**Written instruction 1:** Could you rewrite the labeling entries below as a JSON list of strings, one string per line with blank lines omitted, covering only the lines from the one containing "The component shall return one point per instance of the suit" up to and including the last line of the entries?

**Text shown:**
★ ★ ★
## Import libraries

In [1]:
from matplotlib import pyplot as plt
from tqdm import tqdm
import pandas as pd
import numpy as np
import pytesseract
import shutil
import cv2
import os

# psm 6 = Assume a single uniform block of text.
config_tesseract = '--tessdata-dir ./ttesseract_langs --psm 6'

## Load list of input image files

In [2]:
def read_resize_data(input_file, size=160):
    img = cv2.imread(input_file)
    
    width = size
    height = size
    dim = (width, height)

    # resize image
    resized = cv2.resize(img, dim, interpolation = cv2.INTER_AREA)

    return resized


In [3]:
print(os.getcwd())

d:\MTU\_Project_Grunt_Work\Seperate_Folders\sipa_03


In [4]:
def read_input_file_list():
    # input_data = pd.read_csv(r'labelled_images_just_sipa2.txt', names=["file_name","seen_value","ncol2","ncol3"], sep="\t", header=None)
    input_data = pd.read_csv(r'./labelled_images_sipa3.txt', names=["file_name","seen_value","ncol2","ncol3"], sep="\t", header=None)
    input_data = input_data.reset_index()

    print(len(input_data), "input images")
    return input_data

In [5]:
def read_input_data(input_file):
    return cv2.imread(input_file)

In [6]:
# Image Dimensions
def image_dimension_details(input_file):

    # Get image data
    img = read_input_data(input_file)
    
    hght = img.shape[0]
    wdth = img.shape[1]
    dims = img.shape[2]

    return hght, wdth, dims


In [7]:
def get_text(image):

    # Read text from image using Seven Segment training data
    text_ssd = pytesseract.image_to_string(image, lang="ssd", config=config_tesseract)

    # Read text from image using English character training data
    text_eng = pytesseract.image_to_string(image, lang="eng", config=config_tesseract)
    
    # Clean text
    text_ssd = ''.join(c for c in text_ssd if c.isdigit() or c == '.')
    text_eng = ''.join(c for c in text_eng if c.isdigit() or c == '.')

    return text_ssd, text_eng


In [8]:
def process_file_closing(input_file):

    # Get image data
    # img = read_input_data(input_file)
    img = read_resize_data(input_file)

    # Convert to RGB (three dimensions)
    nimRGB = cv2.cvtColor(img, cv2.COLOR_BGR2RGB)

    # Convert to gray (one dimension)
    nimGray = cv2.cvtColor(nimRGB, cv2.COLOR_BGR2GRAY)

    # Perform Dilation using a 5x5 matrix
    cdilation = cv2.dilate(nimGray, np.ones((5,5), np.uint8))
★ ★ ★
**Written instruction 2:** In the notebook code, how would you translate the sentence "Assume a single uniform block of text." into Spanish?

Point labeling data from photos:
★ ★ ★
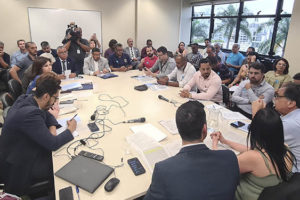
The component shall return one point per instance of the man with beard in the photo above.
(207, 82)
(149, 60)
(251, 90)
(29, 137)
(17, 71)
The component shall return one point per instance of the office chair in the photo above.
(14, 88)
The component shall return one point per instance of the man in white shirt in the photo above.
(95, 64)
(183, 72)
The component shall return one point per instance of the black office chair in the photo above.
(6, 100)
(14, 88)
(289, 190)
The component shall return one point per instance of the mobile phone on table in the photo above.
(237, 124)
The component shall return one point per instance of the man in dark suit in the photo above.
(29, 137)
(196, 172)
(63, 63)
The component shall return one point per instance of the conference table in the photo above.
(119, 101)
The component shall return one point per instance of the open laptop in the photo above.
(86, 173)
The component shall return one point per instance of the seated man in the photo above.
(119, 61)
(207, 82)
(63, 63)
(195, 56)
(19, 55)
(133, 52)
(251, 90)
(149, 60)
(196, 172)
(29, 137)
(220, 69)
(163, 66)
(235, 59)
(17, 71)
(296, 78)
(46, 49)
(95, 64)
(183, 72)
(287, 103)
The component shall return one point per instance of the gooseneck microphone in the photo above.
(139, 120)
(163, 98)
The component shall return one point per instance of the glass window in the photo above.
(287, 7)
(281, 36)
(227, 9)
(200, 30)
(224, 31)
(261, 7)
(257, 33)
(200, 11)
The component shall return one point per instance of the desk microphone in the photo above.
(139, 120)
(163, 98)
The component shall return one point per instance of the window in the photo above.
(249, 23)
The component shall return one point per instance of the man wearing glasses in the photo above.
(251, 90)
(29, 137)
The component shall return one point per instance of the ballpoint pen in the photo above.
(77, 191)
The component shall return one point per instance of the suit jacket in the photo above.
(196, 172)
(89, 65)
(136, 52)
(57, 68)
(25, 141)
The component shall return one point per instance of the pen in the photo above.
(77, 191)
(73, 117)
★ ★ ★
**Reply 1:**
[
  "The component shall return one point per instance of the suit jacket in the photo above.",
  "(196, 172)",
  "(89, 65)",
  "(136, 52)",
  "(57, 68)",
  "(25, 141)",
  "The component shall return one point per instance of the pen in the photo above.",
  "(77, 191)",
  "(73, 117)"
]

**Reply 2:** Asume un único bloque uniforme de texto.